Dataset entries
# # # # #
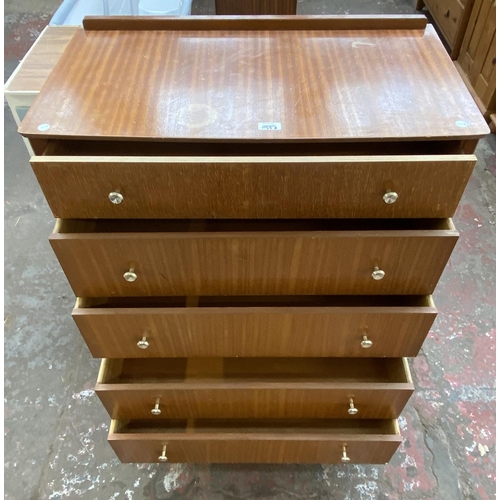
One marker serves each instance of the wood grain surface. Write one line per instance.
(256, 388)
(255, 7)
(253, 187)
(250, 441)
(41, 59)
(253, 257)
(219, 85)
(307, 326)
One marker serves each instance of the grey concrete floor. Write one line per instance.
(55, 427)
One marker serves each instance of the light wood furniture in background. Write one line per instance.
(477, 60)
(28, 78)
(253, 226)
(255, 7)
(452, 18)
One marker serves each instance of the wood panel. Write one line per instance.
(309, 441)
(253, 187)
(40, 60)
(477, 59)
(268, 81)
(452, 18)
(255, 7)
(267, 261)
(256, 388)
(251, 23)
(265, 329)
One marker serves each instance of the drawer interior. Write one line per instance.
(257, 426)
(272, 301)
(165, 149)
(78, 226)
(248, 370)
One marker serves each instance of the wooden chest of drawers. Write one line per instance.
(252, 231)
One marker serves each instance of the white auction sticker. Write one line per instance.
(269, 125)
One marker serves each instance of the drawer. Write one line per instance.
(249, 187)
(448, 15)
(104, 258)
(255, 441)
(254, 387)
(394, 326)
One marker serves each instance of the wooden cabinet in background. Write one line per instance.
(452, 18)
(477, 60)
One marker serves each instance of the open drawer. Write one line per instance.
(255, 441)
(90, 179)
(310, 326)
(254, 387)
(104, 258)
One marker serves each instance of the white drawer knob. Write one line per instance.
(156, 410)
(143, 343)
(390, 197)
(377, 273)
(163, 456)
(352, 409)
(366, 343)
(130, 276)
(115, 197)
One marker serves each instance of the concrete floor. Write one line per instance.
(55, 427)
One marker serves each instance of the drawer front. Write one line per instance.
(448, 15)
(254, 263)
(255, 447)
(304, 187)
(112, 332)
(254, 388)
(254, 400)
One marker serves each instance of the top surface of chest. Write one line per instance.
(246, 79)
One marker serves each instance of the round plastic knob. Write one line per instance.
(163, 456)
(115, 197)
(377, 274)
(366, 343)
(156, 410)
(390, 197)
(130, 276)
(143, 343)
(352, 409)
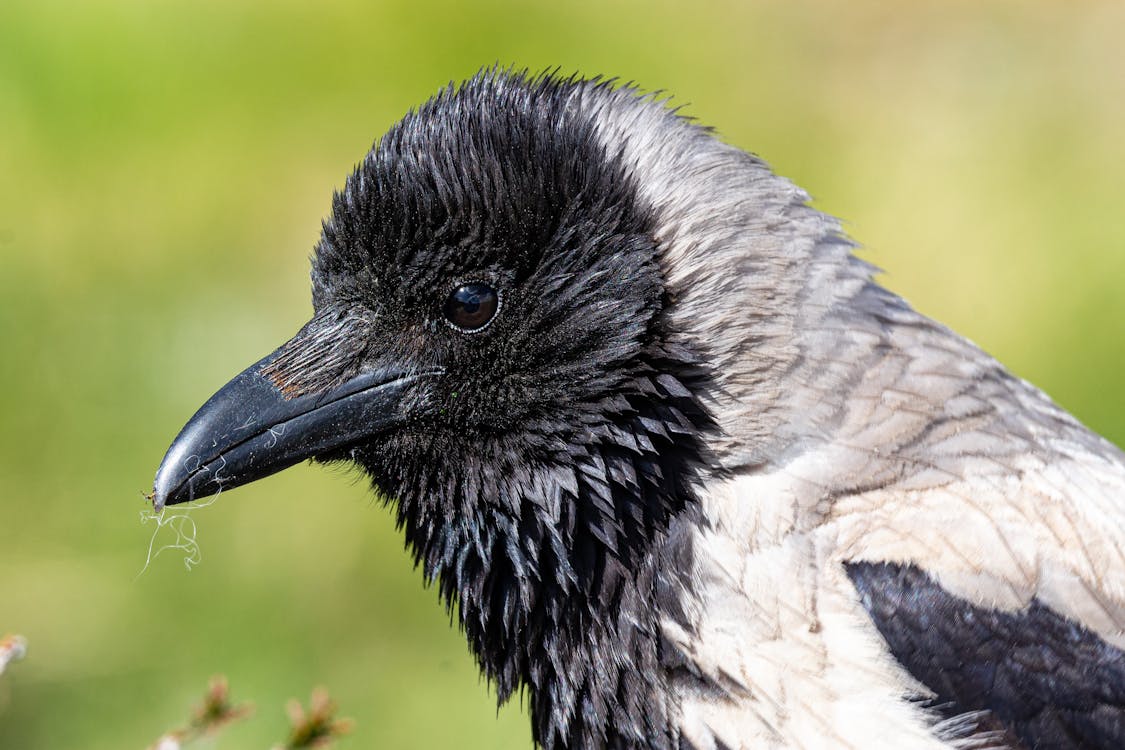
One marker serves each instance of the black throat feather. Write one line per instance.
(545, 496)
(561, 568)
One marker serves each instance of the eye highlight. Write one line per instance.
(471, 307)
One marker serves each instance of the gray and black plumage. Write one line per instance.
(690, 477)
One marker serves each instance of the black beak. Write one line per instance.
(251, 428)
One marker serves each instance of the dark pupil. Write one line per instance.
(471, 306)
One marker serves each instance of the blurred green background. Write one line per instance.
(163, 170)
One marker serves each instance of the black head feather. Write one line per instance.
(538, 484)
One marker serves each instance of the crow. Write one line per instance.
(687, 475)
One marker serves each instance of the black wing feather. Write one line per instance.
(1044, 678)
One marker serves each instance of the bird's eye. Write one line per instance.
(471, 307)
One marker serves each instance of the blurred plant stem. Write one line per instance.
(317, 728)
(212, 715)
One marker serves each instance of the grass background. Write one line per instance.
# # # # #
# [About this task]
Write the lines above out again exactly, without any of their pictures.

# [Result]
One marker serves each instance of the wood grain surface. Write one line per instance.
(256, 388)
(255, 7)
(253, 187)
(250, 441)
(41, 59)
(253, 257)
(219, 85)
(307, 326)
One marker serves each instance of the grey concrete floor. Write one line per instance.
(55, 427)
One marker serves each instance of the light wood furniture in background. Write one line per instance.
(477, 60)
(28, 78)
(253, 226)
(255, 7)
(452, 18)
One marker serves each instance of the wood panel. Write one line per instance.
(309, 441)
(253, 187)
(40, 60)
(477, 59)
(268, 81)
(452, 18)
(255, 7)
(267, 261)
(256, 388)
(251, 23)
(265, 329)
One marker serves each instance of the drawer interior. Write one line per instance.
(257, 426)
(272, 301)
(165, 149)
(78, 226)
(248, 370)
One marker serves each instance of the wooden chest of drawers. Write one line per instance.
(252, 231)
One marker serves each instance of the white auction sticker. Write one line per instance.
(269, 125)
One marker serves each instance of the drawer. Write one line per instance.
(249, 187)
(448, 15)
(104, 258)
(255, 441)
(254, 387)
(394, 326)
One marker serves each instance of the wooden cabinet in background. Write one line per instance.
(452, 18)
(477, 60)
One marker serves each instance of the open drawer. Write one line per instance.
(255, 441)
(90, 179)
(310, 326)
(254, 387)
(104, 258)
One marker serves each instance of the white drawer knob. Write one line per instance.
(156, 410)
(143, 343)
(390, 197)
(377, 273)
(163, 456)
(352, 409)
(366, 343)
(130, 276)
(115, 197)
One marker serves each instance of the concrete floor. Write one line per instance.
(55, 427)
One marker serves each instance of the drawer front. Write one line per instance.
(448, 15)
(254, 263)
(255, 447)
(304, 187)
(112, 332)
(254, 388)
(254, 400)
One marker serves each instance of the top surface of chest. Write one line per instance.
(246, 79)
One marker serves each instance of the round plastic knob. Write one line per instance.
(163, 456)
(115, 197)
(377, 274)
(366, 343)
(156, 410)
(390, 197)
(130, 276)
(143, 343)
(352, 409)
One marker serves each instance of the black throat feather. Write one line per instance.
(545, 496)
(561, 568)
One marker serves each instance of the eye highlight. Write one line per instance.
(471, 307)
One marker serves each instance of the gray and black plumage. Write one line per instance.
(690, 477)
One marker serves each instance of the black beak. Write one line per instance.
(251, 428)
One marker serves each instance of the dark pupil. Write one line per instance.
(471, 306)
One marker serves each instance of the blurred green background. Write one line per instance.
(163, 170)
One marker serves each instance of the black head feather. Write one line per instance.
(538, 484)
One marker serves each instance of the crow. Write one line per instance.
(687, 475)
One marker serves each instance of the black wing feather. Write one line per instance.
(1044, 678)
One marker serves each instance of the bird's eye. Write one line per instance.
(471, 307)
One marker serves each instance of the blurred plant stem. Write one line per instance.
(317, 728)
(212, 715)
One marker serves each instance of the grass background. Write one line per instance.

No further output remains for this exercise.